- _Text provided_
★ ★ ★ ★ ★ ★ ★

I'm planning a new build quite soon. Most probably I will order the parts so that I have them by mid-May, as I will be moving to a smaller town then, which means I would have to pay postage if I order at a later point, while I now simply can pick up most parts from proper pc-stores for decent prices.

The build is along the lines of last weeks budget-build, ie. the aim is to get good frames while gaming at 1900x1080, which is the best my monitor can handle. I'd guess the computer will be used roughly 50/50 for gaming/other tasks (browsing, writing, excel-spreadsheets, and so on...) if looking at the time spent. However, this is very much planned as being a (budget) gaming-pc first. I am an engineer, so there is a possibility that I sometime in the future will have somekind of a CAD-suite on the computer. Planned parts as follows:

CPU: i3-2120
MB: AsRock H61 U3S3
PSU: XFX 550 W Core Edition
RAM: 4 GB DDR3 1333 MHz
HDD: 500 GB SATA3 72000 rpm

And now for the question: I have been planning to put a GTX 560 Ti in it, as, by reading reviews and forums, it seems like anything over this will more or less be a waste considering the resolution I'm aiming for or will be bottlenecked by the rest of the system. The cards I've been locking at include:

Gigabyte GTX560Ti 1GB PCI-E OC - 220 €
ASUS GTX560Ti 1024MB DDR5 DirectCU II - 214 €
ASUS GTX 560 TI DCII TOP 1GB - 222 €
EVGA GTX 560 Ti Superclocked - 224 €

Now, the first question is obviously do I get any practical benefit from paying sligthly more for a factory overclocked card compared to a reference (the Asus DirectCU II non-TOP in this case)? Can one e.g. state that in general (yes, I know, many variables), a overclocked card will give X FPS more compared to a reference?

★ ★ ★ ★ ★ ★ ★

- _Data entries_
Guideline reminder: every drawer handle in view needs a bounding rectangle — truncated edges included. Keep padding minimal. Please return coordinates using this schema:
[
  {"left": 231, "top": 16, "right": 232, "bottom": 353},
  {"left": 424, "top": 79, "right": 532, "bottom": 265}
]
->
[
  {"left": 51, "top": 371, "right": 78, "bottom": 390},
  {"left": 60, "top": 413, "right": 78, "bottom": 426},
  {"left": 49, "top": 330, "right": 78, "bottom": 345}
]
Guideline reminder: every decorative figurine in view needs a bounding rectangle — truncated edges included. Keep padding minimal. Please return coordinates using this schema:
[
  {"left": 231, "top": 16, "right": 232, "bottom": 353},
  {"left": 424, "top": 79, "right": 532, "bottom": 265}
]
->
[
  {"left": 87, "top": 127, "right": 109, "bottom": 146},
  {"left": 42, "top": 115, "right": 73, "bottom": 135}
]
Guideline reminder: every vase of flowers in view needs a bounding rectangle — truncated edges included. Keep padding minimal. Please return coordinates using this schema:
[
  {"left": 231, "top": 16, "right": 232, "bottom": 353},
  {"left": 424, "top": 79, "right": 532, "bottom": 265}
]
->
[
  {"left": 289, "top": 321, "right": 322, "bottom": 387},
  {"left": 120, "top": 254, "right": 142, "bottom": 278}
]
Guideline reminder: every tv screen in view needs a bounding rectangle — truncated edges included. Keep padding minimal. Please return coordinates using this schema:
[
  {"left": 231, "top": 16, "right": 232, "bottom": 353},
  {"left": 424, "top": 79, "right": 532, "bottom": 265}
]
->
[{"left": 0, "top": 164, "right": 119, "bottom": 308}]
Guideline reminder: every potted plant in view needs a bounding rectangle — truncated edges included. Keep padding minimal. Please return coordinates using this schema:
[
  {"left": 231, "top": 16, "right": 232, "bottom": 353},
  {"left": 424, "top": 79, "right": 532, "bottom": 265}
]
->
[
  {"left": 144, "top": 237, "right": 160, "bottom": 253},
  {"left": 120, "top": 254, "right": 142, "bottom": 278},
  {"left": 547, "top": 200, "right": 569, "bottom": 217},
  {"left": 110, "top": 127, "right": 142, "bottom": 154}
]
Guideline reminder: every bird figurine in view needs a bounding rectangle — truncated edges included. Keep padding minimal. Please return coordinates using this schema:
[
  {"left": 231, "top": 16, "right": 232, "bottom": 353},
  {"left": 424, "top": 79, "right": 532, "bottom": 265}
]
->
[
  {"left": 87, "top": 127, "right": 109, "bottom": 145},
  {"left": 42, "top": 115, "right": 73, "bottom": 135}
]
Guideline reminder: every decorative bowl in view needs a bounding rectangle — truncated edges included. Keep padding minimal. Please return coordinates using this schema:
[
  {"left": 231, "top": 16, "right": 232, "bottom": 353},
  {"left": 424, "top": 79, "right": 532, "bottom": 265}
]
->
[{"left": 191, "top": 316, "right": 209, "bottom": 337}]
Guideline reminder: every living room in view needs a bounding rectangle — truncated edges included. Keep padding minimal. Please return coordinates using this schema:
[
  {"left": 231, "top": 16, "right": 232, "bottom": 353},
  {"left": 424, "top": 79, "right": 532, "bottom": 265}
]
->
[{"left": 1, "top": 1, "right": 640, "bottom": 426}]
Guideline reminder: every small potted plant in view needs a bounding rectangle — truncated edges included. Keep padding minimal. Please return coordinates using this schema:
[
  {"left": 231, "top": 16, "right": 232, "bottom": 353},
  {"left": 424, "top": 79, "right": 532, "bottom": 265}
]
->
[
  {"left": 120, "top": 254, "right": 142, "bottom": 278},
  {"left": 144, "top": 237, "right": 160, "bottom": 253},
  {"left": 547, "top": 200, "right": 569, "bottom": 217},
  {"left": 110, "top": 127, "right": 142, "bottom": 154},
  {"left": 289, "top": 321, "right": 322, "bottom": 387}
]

★ ★ ★ ★ ★ ★ ★

- _Problem details_
Please transcribe the part of the PC build post starting at "Gigabyte GTX560Ti 1GB" and ending at "to a reference?".

- _Output_
Gigabyte GTX560Ti 1GB PCI-E OC - 220 €
ASUS GTX560Ti 1024MB DDR5 DirectCU II - 214 €
ASUS GTX 560 TI DCII TOP 1GB - 222 €
EVGA GTX 560 Ti Superclocked - 224 €

Now, the first question is obviously do I get any practical benefit from paying sligthly more for a factory overclocked card compared to a reference (the Asus DirectCU II non-TOP in this case)? Can one e.g. state that in general (yes, I know, many variables), a overclocked card will give X FPS more compared to a reference?